**Required task A:**
Quote everything in the fund financial notes below, from "4 During the" down to "30, 1999 (UNAUDITED)".

**Source:**

__________________________________________________

2 Distributions are determined in accordance with income tax regulations which
may differ from generally accepted accounting principles. These distributions
did not represent a return of capital for federal income tax purposes.
3 Based on net asset value, which does not reflect the sales charge or
contingent deferred sales charge, if applicable.
4 During the period, certain fees were voluntarily waived. If such voluntary
waivers had not occurred, the ratios would have been as indicated.
5 Computed on an annualized basis.
See Notes which are an integral part of the Financial Statements
Notes to Financial Statements
JUNE 30, 1999 (UNAUDITED)
ORGANIZATION
Federated Insurance Series (the "Trust") is registered under the Investment
Company Act of 1940, as amended (the "Act") as an open-end, management
investment company. The Trust consists of 11 portfolios. The financial
statements included herein are only those of Federated American Leaders Fund II
(the "Fund"), a diversified portfolio. The financial statements of the other
portfolios are presented separately. The assets of each portfolio are segregated
and a shareholder's interest is limited to the portfolio in which shares are
held. The primary objective of the Fund is to achieve long-term growth of
capital. The Fund's secondary objective is to provide income.
SIGNIFICANT ACCOUNTING POLICIES
The following is a summary of significant accounting policies consistently
followed by the Fund in the preparation of its financial statements. These
policies are in conformity with generally accepted accounting principles.
INVESTMENT VALUATIONS
Listed equity securities are valued at the last sale price reported on a
national securities exchange. Short-term securities are valued at the prices
provided by an independent pricing service. However, short-term securities with
remaining maturities of 60 days or less at the time of purchase may be valued at
amortized cost, which approximates fair market value.
REPURCHASE AGREEMENTS
It is the policy of the Fund to require the custodian bank to take possession,
to have legally segregated in the Federal Reserve Book Entry System, or to have
segregated within the custodian bank's vault, all securities held as collateral
under repurchase agreement transactions. Additionally, procedures have been
established by the Fund to monitor, on a daily basis, the market value of each
repurchase agreement's collateral to ensure that the value of collateral at
least equals the repurchase price to be paid under the repurchase agreement
transaction.

__________________________________________________

Point annotation listing:

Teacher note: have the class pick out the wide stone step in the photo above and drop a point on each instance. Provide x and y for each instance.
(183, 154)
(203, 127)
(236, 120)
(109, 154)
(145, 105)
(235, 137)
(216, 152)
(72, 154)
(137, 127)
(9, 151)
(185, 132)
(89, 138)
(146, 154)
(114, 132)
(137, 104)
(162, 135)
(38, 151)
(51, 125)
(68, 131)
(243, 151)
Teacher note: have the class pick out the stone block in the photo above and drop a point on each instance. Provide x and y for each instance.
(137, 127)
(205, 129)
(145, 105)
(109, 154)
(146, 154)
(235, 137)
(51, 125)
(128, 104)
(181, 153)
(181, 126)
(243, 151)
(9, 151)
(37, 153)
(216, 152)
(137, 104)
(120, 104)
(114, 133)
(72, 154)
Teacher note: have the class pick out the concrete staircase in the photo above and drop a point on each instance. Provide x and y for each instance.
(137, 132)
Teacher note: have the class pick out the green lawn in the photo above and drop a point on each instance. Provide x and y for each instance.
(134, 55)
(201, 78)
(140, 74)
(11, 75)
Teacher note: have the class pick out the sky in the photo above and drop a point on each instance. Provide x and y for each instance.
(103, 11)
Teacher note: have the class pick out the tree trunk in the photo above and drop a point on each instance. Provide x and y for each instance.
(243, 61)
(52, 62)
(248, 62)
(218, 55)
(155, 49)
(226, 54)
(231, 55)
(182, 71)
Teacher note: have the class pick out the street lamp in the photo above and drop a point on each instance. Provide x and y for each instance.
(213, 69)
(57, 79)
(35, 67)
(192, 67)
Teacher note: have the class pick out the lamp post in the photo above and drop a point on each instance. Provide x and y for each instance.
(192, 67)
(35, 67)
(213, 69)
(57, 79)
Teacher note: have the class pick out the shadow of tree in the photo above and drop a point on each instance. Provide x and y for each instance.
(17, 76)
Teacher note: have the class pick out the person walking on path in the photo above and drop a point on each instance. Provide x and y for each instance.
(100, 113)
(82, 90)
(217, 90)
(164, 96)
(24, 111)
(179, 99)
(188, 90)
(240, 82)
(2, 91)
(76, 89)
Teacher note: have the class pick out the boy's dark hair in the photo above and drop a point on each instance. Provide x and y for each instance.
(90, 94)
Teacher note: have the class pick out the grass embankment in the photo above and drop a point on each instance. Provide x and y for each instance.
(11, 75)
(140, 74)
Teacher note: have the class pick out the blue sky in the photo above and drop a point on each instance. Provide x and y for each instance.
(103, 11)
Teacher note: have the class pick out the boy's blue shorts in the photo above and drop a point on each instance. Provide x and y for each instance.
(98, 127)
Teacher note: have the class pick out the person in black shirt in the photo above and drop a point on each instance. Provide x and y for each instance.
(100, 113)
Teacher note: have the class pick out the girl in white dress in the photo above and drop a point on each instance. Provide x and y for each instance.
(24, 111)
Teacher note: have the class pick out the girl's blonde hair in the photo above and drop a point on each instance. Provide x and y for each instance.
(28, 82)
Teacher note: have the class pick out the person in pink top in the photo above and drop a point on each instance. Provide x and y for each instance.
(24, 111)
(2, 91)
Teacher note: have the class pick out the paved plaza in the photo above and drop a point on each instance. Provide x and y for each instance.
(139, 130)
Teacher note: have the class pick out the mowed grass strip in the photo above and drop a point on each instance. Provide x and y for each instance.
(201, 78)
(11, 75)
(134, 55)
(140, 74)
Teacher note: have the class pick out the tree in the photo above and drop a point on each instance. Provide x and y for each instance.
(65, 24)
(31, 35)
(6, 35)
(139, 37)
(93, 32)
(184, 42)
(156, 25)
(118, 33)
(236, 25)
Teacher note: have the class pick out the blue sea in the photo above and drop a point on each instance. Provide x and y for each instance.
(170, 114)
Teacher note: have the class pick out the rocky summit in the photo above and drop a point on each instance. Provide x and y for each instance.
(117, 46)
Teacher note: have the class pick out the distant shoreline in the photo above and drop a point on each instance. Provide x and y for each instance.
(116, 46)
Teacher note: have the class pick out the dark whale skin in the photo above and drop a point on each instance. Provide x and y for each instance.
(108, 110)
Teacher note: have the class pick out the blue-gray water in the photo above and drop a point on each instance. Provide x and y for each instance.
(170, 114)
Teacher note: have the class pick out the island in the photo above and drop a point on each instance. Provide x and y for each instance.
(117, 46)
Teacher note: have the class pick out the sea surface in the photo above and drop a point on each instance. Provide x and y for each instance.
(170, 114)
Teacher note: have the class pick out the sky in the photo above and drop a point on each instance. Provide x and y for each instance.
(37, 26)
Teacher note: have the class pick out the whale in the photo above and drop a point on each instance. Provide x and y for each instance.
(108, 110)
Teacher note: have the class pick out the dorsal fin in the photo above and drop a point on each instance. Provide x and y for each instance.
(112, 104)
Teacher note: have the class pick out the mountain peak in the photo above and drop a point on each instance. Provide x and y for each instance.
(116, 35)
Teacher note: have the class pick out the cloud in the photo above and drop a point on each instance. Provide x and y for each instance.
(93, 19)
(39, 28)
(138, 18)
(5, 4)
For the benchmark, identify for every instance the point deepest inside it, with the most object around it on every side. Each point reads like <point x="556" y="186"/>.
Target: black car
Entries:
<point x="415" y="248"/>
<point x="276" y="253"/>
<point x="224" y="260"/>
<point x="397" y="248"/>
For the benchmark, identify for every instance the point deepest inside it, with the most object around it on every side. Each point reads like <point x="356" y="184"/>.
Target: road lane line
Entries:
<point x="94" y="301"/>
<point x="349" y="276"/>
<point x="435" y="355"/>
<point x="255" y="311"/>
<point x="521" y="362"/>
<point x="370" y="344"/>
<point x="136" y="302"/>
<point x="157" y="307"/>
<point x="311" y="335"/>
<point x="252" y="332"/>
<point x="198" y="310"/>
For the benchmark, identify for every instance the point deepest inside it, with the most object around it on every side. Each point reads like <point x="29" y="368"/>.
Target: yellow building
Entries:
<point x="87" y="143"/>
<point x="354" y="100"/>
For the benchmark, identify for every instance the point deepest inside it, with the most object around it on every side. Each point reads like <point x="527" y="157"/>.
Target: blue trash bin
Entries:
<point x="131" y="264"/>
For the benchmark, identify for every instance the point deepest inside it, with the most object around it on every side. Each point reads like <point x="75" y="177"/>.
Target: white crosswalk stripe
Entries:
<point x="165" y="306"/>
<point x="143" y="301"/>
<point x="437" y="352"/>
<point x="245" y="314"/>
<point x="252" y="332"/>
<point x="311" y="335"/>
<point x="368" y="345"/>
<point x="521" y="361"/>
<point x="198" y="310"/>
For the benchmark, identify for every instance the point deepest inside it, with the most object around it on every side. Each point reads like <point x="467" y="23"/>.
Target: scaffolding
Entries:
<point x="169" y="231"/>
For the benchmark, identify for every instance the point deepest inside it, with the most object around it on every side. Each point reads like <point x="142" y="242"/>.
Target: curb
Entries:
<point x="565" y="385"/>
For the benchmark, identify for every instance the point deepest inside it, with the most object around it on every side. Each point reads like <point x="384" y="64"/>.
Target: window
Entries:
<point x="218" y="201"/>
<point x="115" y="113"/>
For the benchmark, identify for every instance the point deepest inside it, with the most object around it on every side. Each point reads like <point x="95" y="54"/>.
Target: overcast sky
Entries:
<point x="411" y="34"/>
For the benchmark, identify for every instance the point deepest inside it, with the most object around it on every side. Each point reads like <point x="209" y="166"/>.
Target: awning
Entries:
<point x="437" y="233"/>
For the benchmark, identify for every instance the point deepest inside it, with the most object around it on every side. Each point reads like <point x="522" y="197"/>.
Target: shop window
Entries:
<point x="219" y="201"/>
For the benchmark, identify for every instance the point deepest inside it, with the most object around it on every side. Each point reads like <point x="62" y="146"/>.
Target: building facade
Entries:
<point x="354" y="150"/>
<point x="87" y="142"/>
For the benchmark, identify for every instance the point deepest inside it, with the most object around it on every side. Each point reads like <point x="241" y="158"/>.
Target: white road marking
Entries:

__________________________________________________

**Required task B:**
Pick out each line of the listing above that contains the word "lamp".

**Right answer A:**
4 During the period, certain fees were voluntarily waived. If such voluntary
waivers had not occurred, the ratios would have been as indicated.
5 Computed on an annualized basis.
See Notes which are an integral part of the Financial Statements
Notes to Financial Statements
JUNE 30, 1999 (UNAUDITED)

**Right answer B:**
Teacher note: have the class pick out the street lamp in the photo above and drop a point on each instance. Provide x and y for each instance.
Teacher note: have the class pick out the lamp post in the photo above and drop a point on each instance. Provide x and y for each instance.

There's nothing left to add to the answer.